- [Problem to work on]
Take the line containing "walkway in the photo above." and every line after it to the end of the records, and copy them exactly, leaving out pictures.

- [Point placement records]
────

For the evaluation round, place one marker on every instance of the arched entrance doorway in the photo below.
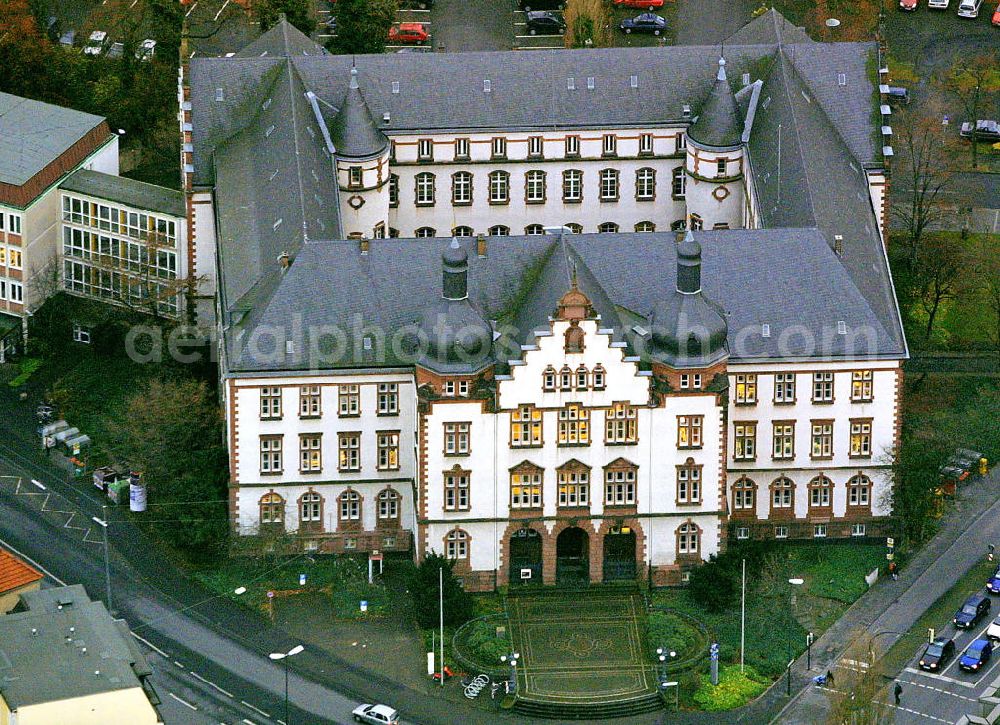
(525, 557)
(619, 554)
(572, 556)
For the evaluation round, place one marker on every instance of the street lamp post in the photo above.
(284, 656)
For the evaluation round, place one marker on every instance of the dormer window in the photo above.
(565, 378)
(599, 377)
(574, 338)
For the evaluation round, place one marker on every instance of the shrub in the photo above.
(735, 689)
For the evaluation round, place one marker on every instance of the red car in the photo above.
(640, 4)
(408, 33)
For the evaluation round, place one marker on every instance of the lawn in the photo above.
(834, 578)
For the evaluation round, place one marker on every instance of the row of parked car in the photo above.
(966, 8)
(938, 653)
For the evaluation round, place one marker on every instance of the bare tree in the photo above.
(923, 168)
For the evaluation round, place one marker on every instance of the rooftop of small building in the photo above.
(128, 192)
(33, 134)
(64, 646)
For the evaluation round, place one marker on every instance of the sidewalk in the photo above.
(895, 606)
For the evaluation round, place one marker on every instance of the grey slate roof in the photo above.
(136, 194)
(353, 130)
(33, 134)
(45, 667)
(718, 123)
(333, 295)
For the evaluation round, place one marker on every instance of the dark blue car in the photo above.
(976, 655)
(645, 23)
(993, 583)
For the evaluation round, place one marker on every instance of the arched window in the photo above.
(272, 509)
(574, 338)
(388, 504)
(499, 187)
(688, 539)
(461, 188)
(424, 189)
(565, 378)
(744, 494)
(310, 507)
(859, 491)
(534, 187)
(783, 493)
(549, 379)
(456, 545)
(350, 506)
(820, 493)
(599, 377)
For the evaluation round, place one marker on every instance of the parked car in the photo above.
(641, 4)
(542, 22)
(146, 50)
(408, 33)
(376, 715)
(969, 8)
(645, 23)
(975, 608)
(541, 4)
(993, 583)
(937, 654)
(993, 631)
(95, 43)
(898, 94)
(976, 655)
(985, 130)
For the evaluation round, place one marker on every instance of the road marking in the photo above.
(211, 684)
(939, 677)
(150, 645)
(255, 709)
(34, 563)
(183, 701)
(221, 9)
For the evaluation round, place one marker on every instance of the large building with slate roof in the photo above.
(68, 221)
(540, 378)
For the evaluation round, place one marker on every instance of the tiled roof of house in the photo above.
(14, 573)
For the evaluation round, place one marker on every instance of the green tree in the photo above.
(363, 25)
(424, 591)
(299, 13)
(172, 433)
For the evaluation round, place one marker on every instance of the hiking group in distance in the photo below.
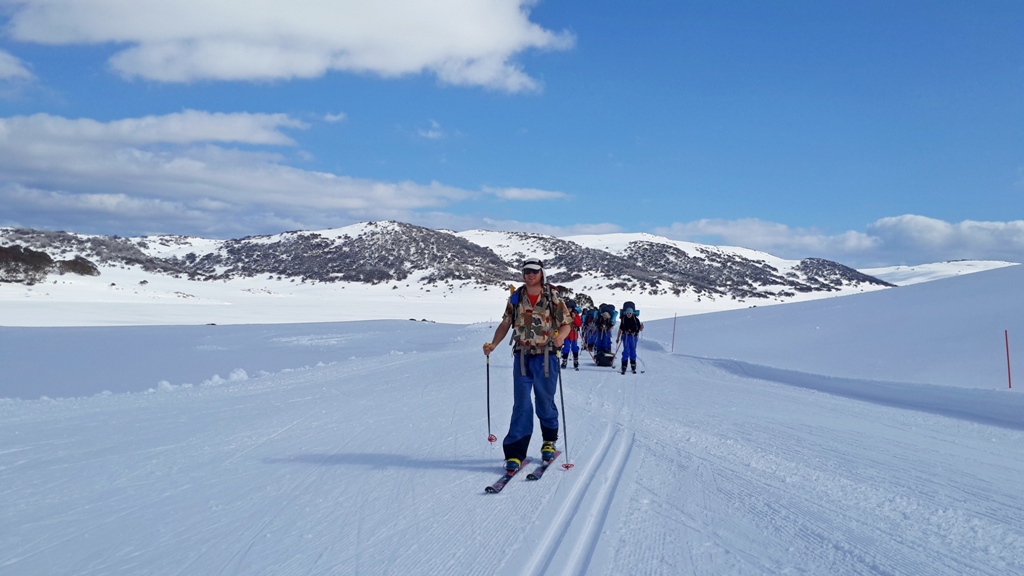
(544, 327)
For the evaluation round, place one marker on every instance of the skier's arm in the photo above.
(500, 333)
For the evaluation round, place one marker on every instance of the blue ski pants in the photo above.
(516, 442)
(570, 345)
(630, 347)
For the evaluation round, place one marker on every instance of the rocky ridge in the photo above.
(389, 251)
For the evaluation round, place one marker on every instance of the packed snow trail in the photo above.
(373, 462)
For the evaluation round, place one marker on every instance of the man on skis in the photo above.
(541, 322)
(572, 340)
(629, 332)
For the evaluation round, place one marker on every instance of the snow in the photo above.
(867, 434)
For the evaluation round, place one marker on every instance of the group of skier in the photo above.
(545, 326)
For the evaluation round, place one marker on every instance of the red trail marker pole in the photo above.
(1010, 379)
(673, 333)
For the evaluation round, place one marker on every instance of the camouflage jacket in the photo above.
(536, 325)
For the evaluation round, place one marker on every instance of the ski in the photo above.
(540, 469)
(498, 486)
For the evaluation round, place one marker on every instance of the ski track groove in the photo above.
(576, 527)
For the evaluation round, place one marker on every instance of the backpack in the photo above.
(612, 315)
(630, 304)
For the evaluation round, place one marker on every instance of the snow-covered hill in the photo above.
(392, 270)
(872, 434)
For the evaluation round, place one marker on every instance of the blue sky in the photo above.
(868, 132)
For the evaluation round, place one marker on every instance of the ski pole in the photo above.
(491, 437)
(565, 428)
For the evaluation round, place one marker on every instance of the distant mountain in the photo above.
(391, 252)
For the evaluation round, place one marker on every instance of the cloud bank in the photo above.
(192, 172)
(12, 69)
(462, 42)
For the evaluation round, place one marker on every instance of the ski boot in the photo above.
(548, 450)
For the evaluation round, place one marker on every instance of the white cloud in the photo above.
(897, 240)
(168, 173)
(434, 133)
(938, 240)
(184, 127)
(12, 69)
(524, 194)
(463, 42)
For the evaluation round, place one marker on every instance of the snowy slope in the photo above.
(391, 271)
(903, 276)
(360, 448)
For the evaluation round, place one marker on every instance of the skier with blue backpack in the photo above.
(629, 332)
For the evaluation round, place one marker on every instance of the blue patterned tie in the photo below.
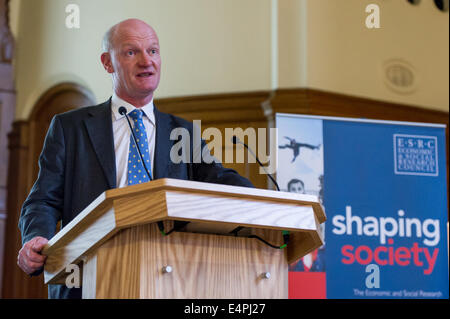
(136, 171)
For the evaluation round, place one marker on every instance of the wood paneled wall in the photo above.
(25, 144)
(245, 110)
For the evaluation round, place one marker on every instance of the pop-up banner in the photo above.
(384, 189)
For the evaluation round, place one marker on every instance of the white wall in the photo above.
(344, 56)
(207, 46)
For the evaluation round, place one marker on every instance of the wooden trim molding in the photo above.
(25, 143)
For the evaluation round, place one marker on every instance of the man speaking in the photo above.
(90, 150)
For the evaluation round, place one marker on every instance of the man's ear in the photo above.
(107, 62)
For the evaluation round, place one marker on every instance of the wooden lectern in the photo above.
(123, 254)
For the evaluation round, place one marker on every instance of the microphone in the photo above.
(123, 111)
(236, 140)
(286, 234)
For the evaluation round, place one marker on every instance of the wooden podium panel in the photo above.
(123, 253)
(131, 265)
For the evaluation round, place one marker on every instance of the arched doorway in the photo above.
(25, 145)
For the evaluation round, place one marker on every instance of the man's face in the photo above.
(134, 60)
(296, 188)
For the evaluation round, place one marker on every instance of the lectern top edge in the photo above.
(220, 189)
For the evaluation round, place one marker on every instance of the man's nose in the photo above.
(145, 59)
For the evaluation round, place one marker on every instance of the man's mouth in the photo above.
(144, 74)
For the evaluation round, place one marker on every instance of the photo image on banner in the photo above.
(300, 154)
(383, 185)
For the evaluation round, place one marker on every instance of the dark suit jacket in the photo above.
(77, 164)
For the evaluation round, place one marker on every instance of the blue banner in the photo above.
(384, 189)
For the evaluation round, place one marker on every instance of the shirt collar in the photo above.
(117, 102)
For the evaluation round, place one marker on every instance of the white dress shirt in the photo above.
(122, 135)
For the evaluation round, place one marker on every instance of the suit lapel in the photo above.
(99, 128)
(162, 145)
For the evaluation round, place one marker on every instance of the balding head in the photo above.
(108, 38)
(132, 57)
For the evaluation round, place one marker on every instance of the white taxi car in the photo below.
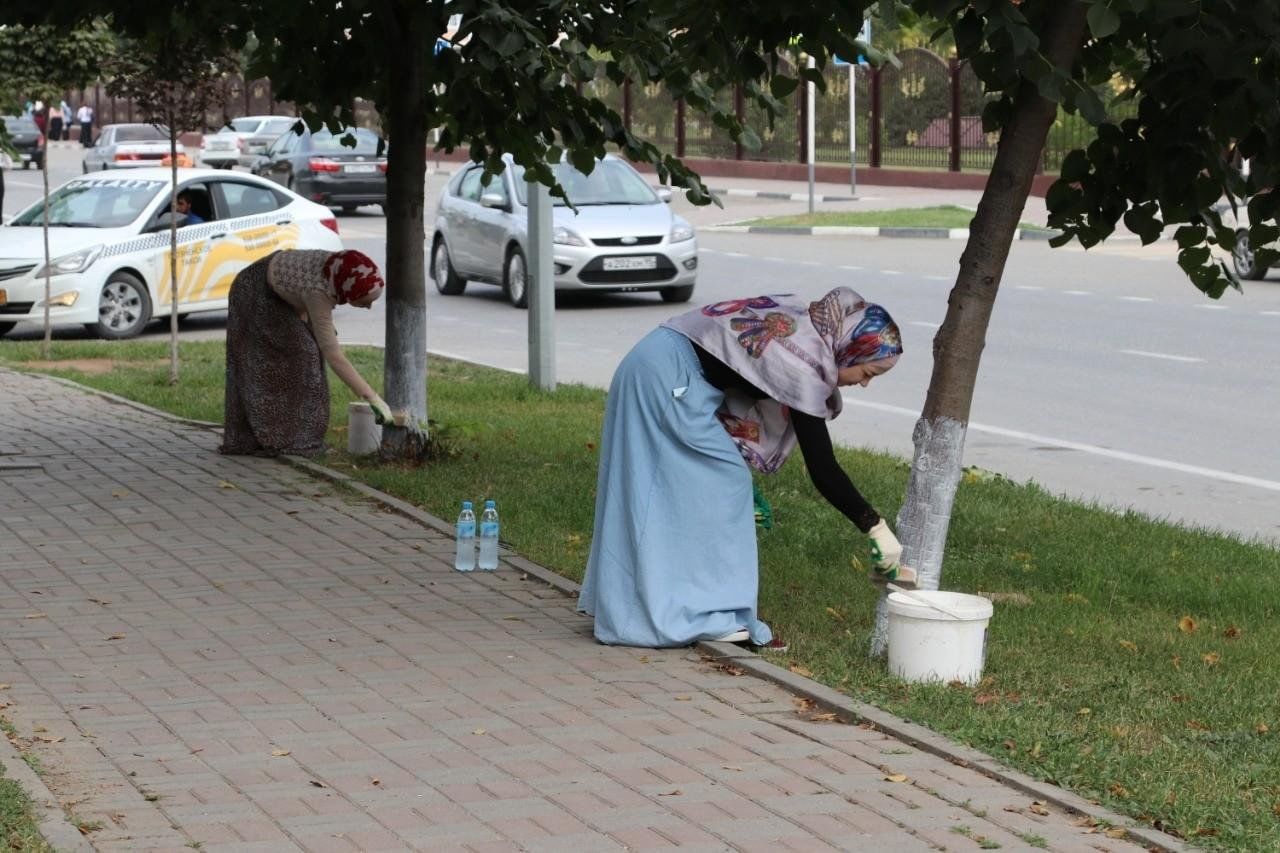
(109, 246)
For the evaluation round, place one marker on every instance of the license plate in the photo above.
(639, 261)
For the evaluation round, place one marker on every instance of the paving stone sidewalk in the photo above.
(228, 653)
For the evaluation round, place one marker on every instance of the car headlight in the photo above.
(73, 263)
(566, 237)
(681, 231)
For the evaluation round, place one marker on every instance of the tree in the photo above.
(174, 74)
(44, 63)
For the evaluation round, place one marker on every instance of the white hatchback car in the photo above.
(109, 246)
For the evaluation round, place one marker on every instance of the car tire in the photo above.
(447, 279)
(123, 308)
(681, 293)
(515, 278)
(1244, 260)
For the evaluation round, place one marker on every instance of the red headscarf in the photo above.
(353, 276)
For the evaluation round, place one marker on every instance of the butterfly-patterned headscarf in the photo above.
(792, 351)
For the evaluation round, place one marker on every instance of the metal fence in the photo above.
(923, 114)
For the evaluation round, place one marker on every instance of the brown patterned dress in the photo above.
(277, 391)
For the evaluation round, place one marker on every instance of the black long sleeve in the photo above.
(814, 441)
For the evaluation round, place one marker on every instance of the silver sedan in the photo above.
(622, 236)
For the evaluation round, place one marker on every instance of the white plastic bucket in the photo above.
(364, 433)
(927, 644)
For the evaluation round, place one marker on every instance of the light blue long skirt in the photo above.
(673, 556)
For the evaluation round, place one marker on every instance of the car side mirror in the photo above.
(165, 219)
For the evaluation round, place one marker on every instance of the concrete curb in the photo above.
(848, 708)
(53, 821)
(873, 231)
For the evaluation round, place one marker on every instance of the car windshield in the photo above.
(612, 182)
(366, 141)
(94, 204)
(140, 133)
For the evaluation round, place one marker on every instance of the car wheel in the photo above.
(681, 293)
(442, 270)
(515, 278)
(123, 308)
(1243, 259)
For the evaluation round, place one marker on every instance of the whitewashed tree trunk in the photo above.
(926, 515)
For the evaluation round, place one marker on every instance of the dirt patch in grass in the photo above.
(91, 366)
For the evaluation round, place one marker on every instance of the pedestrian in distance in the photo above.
(279, 337)
(691, 406)
(85, 118)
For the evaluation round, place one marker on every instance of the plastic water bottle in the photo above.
(465, 557)
(489, 537)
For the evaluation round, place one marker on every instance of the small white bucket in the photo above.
(927, 644)
(364, 433)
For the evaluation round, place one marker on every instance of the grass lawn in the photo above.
(938, 217)
(1130, 661)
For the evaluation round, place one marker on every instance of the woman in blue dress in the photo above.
(694, 404)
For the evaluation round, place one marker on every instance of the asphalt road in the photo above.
(1106, 375)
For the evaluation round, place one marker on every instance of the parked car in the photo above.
(26, 140)
(622, 236)
(243, 140)
(127, 146)
(318, 165)
(109, 243)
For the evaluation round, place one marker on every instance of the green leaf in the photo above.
(1102, 19)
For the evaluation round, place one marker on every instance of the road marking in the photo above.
(1161, 355)
(1124, 456)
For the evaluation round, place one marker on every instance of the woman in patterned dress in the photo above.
(279, 337)
(700, 398)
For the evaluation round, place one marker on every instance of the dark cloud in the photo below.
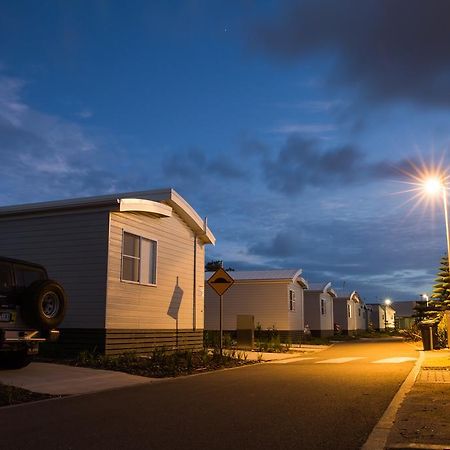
(391, 49)
(302, 162)
(369, 256)
(196, 165)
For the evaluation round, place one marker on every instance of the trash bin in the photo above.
(429, 335)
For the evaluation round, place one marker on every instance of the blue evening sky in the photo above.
(291, 125)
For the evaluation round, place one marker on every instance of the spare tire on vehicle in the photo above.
(44, 305)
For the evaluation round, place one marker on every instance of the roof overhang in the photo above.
(134, 201)
(147, 206)
(355, 297)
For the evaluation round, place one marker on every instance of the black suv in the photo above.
(31, 307)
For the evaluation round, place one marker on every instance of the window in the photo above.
(25, 276)
(5, 277)
(138, 259)
(291, 300)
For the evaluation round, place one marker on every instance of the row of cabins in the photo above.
(133, 267)
(285, 301)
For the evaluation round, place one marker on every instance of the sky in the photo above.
(297, 128)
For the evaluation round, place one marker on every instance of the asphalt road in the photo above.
(330, 401)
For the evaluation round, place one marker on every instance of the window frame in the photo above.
(291, 300)
(323, 307)
(152, 262)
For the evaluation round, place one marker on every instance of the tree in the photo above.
(440, 298)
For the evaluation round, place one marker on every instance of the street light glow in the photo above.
(432, 185)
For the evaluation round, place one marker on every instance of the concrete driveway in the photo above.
(59, 379)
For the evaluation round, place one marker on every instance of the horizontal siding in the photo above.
(313, 313)
(146, 341)
(267, 302)
(73, 248)
(134, 306)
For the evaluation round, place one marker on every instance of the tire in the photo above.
(44, 305)
(14, 359)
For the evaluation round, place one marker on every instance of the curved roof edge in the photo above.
(112, 202)
(148, 206)
(355, 296)
(300, 279)
(325, 288)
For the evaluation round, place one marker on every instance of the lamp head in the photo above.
(433, 185)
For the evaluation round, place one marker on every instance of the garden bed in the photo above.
(159, 364)
(10, 395)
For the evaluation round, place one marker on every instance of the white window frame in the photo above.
(151, 263)
(291, 299)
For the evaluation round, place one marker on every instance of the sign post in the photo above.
(220, 281)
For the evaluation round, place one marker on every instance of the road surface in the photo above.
(328, 400)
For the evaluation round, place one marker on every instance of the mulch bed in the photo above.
(10, 395)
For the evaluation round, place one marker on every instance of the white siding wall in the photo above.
(73, 248)
(295, 318)
(340, 313)
(313, 312)
(268, 302)
(327, 319)
(134, 306)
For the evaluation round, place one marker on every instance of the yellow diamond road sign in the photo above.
(220, 281)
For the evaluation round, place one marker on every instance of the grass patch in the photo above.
(10, 395)
(160, 363)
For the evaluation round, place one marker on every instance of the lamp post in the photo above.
(434, 186)
(387, 302)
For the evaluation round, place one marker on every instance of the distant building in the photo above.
(350, 312)
(270, 298)
(405, 314)
(382, 316)
(319, 309)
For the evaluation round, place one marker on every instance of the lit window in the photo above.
(291, 300)
(323, 307)
(138, 259)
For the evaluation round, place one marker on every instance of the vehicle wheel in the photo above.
(14, 360)
(44, 305)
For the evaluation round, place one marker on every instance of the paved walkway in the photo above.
(58, 379)
(423, 420)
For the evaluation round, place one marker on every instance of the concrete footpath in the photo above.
(59, 379)
(423, 419)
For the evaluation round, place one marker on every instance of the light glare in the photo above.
(432, 185)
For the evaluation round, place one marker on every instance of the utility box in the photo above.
(429, 336)
(245, 326)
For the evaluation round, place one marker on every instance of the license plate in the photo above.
(6, 316)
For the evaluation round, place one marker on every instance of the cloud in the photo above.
(304, 128)
(195, 165)
(301, 162)
(44, 156)
(367, 253)
(389, 50)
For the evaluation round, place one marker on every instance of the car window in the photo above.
(5, 277)
(28, 275)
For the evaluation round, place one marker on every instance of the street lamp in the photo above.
(387, 302)
(434, 186)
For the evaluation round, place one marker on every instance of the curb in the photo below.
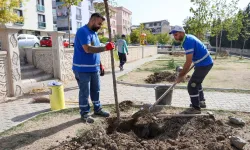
(179, 87)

────

- [Exercise response]
For the evaluation round, place one marker on every instance of the paved walkway in the photo above.
(58, 379)
(423, 420)
For the evaluation round, place one marker on every instance of the concrete footpath in the photo above.
(59, 379)
(423, 419)
For the evaluation round, place one marker on every instance of the light glare in the photo above.
(432, 185)
For the evaluation round, place one marker on every instance of the utility box in the photo above.
(429, 336)
(245, 326)
For the evaluation round, place one marker on every instance of the license plate in the photo above.
(6, 316)
For the evaluation round, place one marker on every instance of the cloud in the photo above.
(304, 128)
(195, 165)
(301, 162)
(44, 156)
(367, 253)
(389, 50)
For the evaluation round, place one marker on every instance of the car window in the photo above.
(5, 277)
(28, 275)
For the evaluation round, place one marker on every instance of the street lamp in the photo above.
(387, 302)
(434, 186)
For the evaluation round, place one marker on every instance of the curb in the photo below.
(179, 87)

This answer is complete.